%%

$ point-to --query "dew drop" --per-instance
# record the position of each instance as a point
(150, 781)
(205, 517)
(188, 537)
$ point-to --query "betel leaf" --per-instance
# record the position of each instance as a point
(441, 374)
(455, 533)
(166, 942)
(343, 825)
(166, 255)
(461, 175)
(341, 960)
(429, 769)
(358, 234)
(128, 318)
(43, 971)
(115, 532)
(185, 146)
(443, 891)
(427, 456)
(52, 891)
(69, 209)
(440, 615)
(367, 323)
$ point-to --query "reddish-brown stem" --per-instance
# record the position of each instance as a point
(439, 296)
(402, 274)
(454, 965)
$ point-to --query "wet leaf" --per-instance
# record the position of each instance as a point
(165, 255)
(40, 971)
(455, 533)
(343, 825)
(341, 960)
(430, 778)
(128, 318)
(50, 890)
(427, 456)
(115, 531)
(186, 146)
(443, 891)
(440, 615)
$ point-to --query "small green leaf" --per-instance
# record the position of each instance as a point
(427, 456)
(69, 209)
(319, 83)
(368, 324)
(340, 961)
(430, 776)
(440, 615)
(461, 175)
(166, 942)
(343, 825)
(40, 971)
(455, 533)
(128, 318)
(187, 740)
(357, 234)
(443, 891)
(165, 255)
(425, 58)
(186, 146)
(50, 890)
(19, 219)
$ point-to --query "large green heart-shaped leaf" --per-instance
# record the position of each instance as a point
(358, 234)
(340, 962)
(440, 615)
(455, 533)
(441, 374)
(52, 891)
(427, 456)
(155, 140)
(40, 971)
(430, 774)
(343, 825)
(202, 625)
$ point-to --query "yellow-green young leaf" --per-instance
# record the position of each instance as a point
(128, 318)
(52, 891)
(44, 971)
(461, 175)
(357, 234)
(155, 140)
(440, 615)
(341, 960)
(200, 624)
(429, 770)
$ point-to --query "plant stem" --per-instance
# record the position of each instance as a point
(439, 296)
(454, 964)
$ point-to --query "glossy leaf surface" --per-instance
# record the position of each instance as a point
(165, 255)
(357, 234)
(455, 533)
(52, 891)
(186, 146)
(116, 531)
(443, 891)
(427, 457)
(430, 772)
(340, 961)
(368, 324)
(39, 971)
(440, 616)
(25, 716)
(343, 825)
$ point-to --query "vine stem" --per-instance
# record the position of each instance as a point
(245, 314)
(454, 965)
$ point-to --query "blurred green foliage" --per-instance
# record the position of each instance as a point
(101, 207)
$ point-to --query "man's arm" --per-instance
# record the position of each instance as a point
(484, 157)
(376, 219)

%%

THE REQUEST: Please reproduce every line of the material word for word.

PROBLEM SOLUTION:
$ point-to --query "dew drop" --per-instance
# record the position of each instance as a point
(150, 781)
(205, 517)
(188, 537)
$ point-to --query "betel leaf" --per-instance
# record the position of each instance as a point
(441, 374)
(455, 533)
(166, 942)
(343, 825)
(166, 255)
(461, 175)
(341, 960)
(429, 769)
(358, 234)
(128, 318)
(43, 971)
(115, 532)
(185, 146)
(443, 891)
(427, 456)
(52, 891)
(69, 209)
(440, 615)
(367, 323)
$ point-to --query "reddish-brown stem" --per-instance
# record the position of each instance as a point
(439, 296)
(402, 274)
(454, 965)
$ point-to --query "wet leaf" --per-instance
# record the position of each instance as a point
(165, 255)
(40, 971)
(455, 533)
(343, 825)
(341, 960)
(430, 778)
(128, 318)
(50, 890)
(427, 456)
(115, 531)
(186, 146)
(443, 891)
(440, 615)
$ point-to --query "small green leaf" --per-instance
# record the position of each instance as a point
(427, 456)
(69, 209)
(319, 83)
(368, 324)
(340, 961)
(430, 776)
(440, 615)
(461, 175)
(166, 942)
(343, 825)
(40, 971)
(455, 533)
(128, 318)
(187, 740)
(357, 234)
(443, 891)
(165, 255)
(425, 58)
(186, 146)
(50, 890)
(19, 219)
$ point-to --query "large green heart-shaped leaf" --per-instance
# record the position of each instance as a point
(358, 234)
(340, 962)
(440, 615)
(455, 533)
(441, 374)
(52, 891)
(427, 456)
(155, 140)
(40, 971)
(430, 774)
(343, 825)
(202, 625)
$ point-to --query "yellow-green young leaf" --per-instance
# record the position of each instance as a point
(128, 318)
(52, 891)
(44, 971)
(461, 175)
(357, 234)
(155, 140)
(440, 615)
(341, 960)
(200, 624)
(429, 770)
$ point-to --query "plant stem" --per-instance
# record the position of each instance as a point
(439, 296)
(454, 964)
$ point-to --query "glossy leaf surface" --per-instance
# record the position of each instance as a point
(165, 255)
(357, 234)
(455, 533)
(52, 891)
(186, 146)
(116, 531)
(443, 891)
(427, 457)
(430, 772)
(340, 961)
(368, 324)
(39, 971)
(440, 616)
(25, 716)
(343, 825)
$ point-to --query "vine stem" --per-instance
# record the position of each instance as a point
(245, 314)
(454, 965)
$ point-to --query "blurred green foliage" --per-instance
# record the position of each instance as a point
(101, 207)
$ point-to --query "man's arm" --per-instance
# record the position of each instance as a point
(484, 157)
(376, 219)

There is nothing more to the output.